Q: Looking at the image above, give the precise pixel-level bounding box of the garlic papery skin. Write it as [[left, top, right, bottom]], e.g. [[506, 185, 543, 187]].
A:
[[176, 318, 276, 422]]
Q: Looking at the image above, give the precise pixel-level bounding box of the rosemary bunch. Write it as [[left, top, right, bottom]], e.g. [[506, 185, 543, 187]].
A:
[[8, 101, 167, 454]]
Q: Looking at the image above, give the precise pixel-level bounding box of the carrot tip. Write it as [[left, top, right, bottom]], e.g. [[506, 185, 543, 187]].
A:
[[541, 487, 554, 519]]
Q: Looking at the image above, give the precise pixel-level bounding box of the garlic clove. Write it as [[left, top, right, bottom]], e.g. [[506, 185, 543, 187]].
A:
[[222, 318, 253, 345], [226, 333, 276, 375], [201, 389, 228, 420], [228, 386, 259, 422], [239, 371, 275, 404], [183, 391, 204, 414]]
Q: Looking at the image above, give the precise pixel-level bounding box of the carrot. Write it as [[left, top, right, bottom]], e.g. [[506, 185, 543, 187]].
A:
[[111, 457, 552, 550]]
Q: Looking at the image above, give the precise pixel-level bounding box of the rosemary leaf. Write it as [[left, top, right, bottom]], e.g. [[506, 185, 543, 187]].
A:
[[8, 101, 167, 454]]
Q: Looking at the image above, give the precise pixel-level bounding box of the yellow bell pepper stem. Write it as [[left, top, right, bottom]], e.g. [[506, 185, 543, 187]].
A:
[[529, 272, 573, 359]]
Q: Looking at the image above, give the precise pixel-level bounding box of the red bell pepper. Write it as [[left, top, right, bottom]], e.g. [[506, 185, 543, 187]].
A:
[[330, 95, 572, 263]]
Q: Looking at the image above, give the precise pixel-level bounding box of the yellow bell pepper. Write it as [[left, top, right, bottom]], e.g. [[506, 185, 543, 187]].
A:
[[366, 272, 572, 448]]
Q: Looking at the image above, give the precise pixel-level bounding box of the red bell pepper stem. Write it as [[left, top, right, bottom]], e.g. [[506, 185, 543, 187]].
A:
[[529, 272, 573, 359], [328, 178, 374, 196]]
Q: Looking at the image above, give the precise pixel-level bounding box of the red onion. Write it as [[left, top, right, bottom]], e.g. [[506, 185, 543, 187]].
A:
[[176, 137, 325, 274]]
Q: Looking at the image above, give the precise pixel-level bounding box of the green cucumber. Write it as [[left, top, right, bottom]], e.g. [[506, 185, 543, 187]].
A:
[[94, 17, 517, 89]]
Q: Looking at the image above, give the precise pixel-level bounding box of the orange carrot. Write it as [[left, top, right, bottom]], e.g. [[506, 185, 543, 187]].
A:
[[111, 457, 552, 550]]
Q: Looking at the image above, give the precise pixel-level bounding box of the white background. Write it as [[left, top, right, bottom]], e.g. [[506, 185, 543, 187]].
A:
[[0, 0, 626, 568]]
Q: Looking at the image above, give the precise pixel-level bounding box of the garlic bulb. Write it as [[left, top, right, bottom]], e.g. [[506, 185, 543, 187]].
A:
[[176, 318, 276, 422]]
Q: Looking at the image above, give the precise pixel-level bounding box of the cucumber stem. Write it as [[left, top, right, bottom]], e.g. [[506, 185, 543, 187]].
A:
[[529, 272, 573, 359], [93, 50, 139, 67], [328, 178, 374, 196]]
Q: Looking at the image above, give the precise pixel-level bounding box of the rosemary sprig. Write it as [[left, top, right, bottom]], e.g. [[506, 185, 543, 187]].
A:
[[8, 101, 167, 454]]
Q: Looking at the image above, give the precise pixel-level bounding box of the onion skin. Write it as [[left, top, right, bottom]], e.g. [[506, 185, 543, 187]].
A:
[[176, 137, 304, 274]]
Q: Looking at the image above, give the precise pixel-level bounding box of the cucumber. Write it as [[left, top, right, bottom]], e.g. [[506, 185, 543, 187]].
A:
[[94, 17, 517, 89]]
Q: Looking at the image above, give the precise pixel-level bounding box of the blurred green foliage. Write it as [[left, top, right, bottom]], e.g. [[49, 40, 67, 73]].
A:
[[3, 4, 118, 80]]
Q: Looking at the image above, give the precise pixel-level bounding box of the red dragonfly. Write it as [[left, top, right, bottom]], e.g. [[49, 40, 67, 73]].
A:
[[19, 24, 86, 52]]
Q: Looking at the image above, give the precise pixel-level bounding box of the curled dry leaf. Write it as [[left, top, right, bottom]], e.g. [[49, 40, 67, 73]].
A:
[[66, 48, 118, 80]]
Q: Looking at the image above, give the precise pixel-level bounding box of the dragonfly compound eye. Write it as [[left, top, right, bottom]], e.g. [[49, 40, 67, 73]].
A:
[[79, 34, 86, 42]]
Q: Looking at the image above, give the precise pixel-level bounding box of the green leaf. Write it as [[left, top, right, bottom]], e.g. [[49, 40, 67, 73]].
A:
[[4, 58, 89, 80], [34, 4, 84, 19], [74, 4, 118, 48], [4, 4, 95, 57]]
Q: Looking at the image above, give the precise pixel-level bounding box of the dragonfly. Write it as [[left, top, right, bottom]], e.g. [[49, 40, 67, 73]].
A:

[Given task]:
Could you retype all of the data above, character for character, without changing anything?

[Output below]:
Q: Looking at the image above, give the precise pixel-level bounding box of the garlic papery skin. Write it as [[left, top, right, bottom]], e.g. [[506, 185, 543, 187]].
A:
[[176, 318, 276, 422]]
Q: Looking at the image above, give the precise pixel-level bounding box of the rosemary bunch. Write it as [[left, top, right, bottom]], e.g. [[506, 185, 543, 187]].
A:
[[8, 101, 167, 454]]
Q: Looking at the image above, give the precise pixel-level bounding box of the carrot tip. Write it as [[left, top, right, bottom]], e.g. [[506, 185, 543, 187]].
A:
[[541, 487, 554, 519]]
Q: Looking at the image above, give the precise pixel-level bounding box of the garlic clove. Write it as [[left, top, right, bottom]], e.g. [[506, 185, 543, 187]].
A:
[[222, 318, 253, 345], [226, 333, 276, 375], [201, 389, 228, 420], [228, 386, 259, 422], [239, 371, 275, 404], [183, 391, 204, 414]]
Q: Looking at the image above, give the precise pixel-level bounding box of the carrot. Write it as [[left, top, right, bottom]], e.g. [[506, 185, 543, 187]].
A:
[[111, 457, 552, 550]]
Q: Looking at the image above, give the precise pixel-level bounding box of the rosemary leaf. Write it as [[left, top, right, bottom]], e.g. [[506, 185, 543, 187]].
A:
[[8, 101, 167, 454]]
Q: Looking at the image above, give the precise pixel-level bounding box of the yellow bell pepper stem. Write it as [[left, top, right, bottom]], e.g. [[506, 185, 543, 187]].
A:
[[529, 272, 573, 359]]
Q: Looking at the image above, give the precise pixel-level bounding box of the red bell pepper. Write it as [[left, top, right, bottom]], e.g. [[506, 185, 543, 187]].
A:
[[330, 95, 572, 263]]
Q: Looking at the image above, give the precise pixel-level bounding box of the yellow bell pepper. Write it as [[left, top, right, bottom]], e.g. [[506, 185, 543, 187]].
A:
[[366, 272, 572, 448]]
Q: Looking at the image above, give the precise pixel-level bounding box of the red bell pepper stem. Write it as [[left, top, right, bottom]], e.g. [[506, 185, 543, 187]].
A:
[[529, 272, 573, 359], [328, 178, 374, 196]]
Q: Looking at the image above, give the precise pixel-level bounding box of the red onion. Write it as [[left, top, right, bottom]], e.g. [[506, 185, 543, 187]].
A:
[[176, 137, 325, 274]]
Q: Looking at the image above, give the precise pixel-level bounding box of the green cucumber. Write it as [[left, top, right, bottom]], e.g. [[506, 185, 543, 187]].
A:
[[94, 17, 517, 89]]
Q: Looking at the image above, give the precise pixel-level bounding box of the orange carrot. Write it as [[left, top, right, bottom]], e.g. [[506, 185, 543, 187]].
A:
[[111, 457, 552, 550]]
Q: Looking at the image above, give the precise pixel-level bounding box of the white background. Write it as [[left, top, right, bottom]], e.g. [[506, 185, 543, 187]].
A:
[[0, 0, 626, 568]]
Q: Looking at the image above, give the precise pixel-level bounding box of the garlic bulb. Write it as [[left, top, right, bottom]], e.g. [[506, 185, 543, 187]].
A:
[[176, 318, 276, 422]]
Q: Looking at the image above, give the precise pixel-level bounding box of the cucumber stem. Write it as [[left, top, right, bottom]], e.g. [[506, 185, 543, 187]].
A:
[[529, 272, 573, 359], [93, 50, 139, 67], [328, 178, 374, 196]]
Q: Looking at the image above, give the precise pixel-level bounding box of the rosemary sprig. Write it as [[left, top, right, bottom]], e.g. [[506, 185, 543, 187]].
A:
[[8, 101, 167, 454]]
Q: Looking at the image above, give the precise pixel-level bounding box of the onion skin. Write it as [[left, top, right, bottom]], e.g. [[506, 185, 543, 187]].
A:
[[176, 137, 304, 274]]
Q: Looking at the image above, give the precise pixel-level bounding box of the cucumber. Write it as [[left, top, right, bottom]], e.g. [[506, 185, 543, 187]].
A:
[[94, 17, 517, 89]]
Q: Looking at the image above, give the precise pixel-level bounding box of the blurred green foliage. Write it as [[left, top, right, bottom]], e.g. [[49, 40, 67, 73]].
A:
[[3, 4, 118, 80]]
Q: Looking at the image above, give the precise pixel-level bounding box of the red dragonfly. Write it as [[left, top, right, bottom]], e.g. [[49, 40, 67, 73]].
A:
[[19, 24, 86, 52]]
Q: Looking at the image above, give the precise pixel-level bounding box of the curled dry leaf. Write it as [[left, top, right, bottom]], e.g. [[49, 40, 67, 73]].
A:
[[66, 48, 118, 80]]
Q: Looking at the image above, give the precise pixel-level bounding box of the dragonfly compound eye. Write it as [[left, top, right, bottom]], e.g. [[49, 40, 67, 73]].
A:
[[79, 34, 86, 42]]
Q: Looking at the image above, give the precise pixel-level bounding box of the green leaf. Write it as [[left, top, right, bottom]], e.g. [[49, 40, 67, 73]].
A:
[[4, 58, 89, 80], [34, 4, 84, 19], [74, 4, 118, 48], [4, 4, 95, 57]]
Q: Looking at the image above, give the precise pixel-level bounding box of the dragonfly. Write it as [[left, top, right, bottom]], e.g. [[49, 40, 67, 73]].
A:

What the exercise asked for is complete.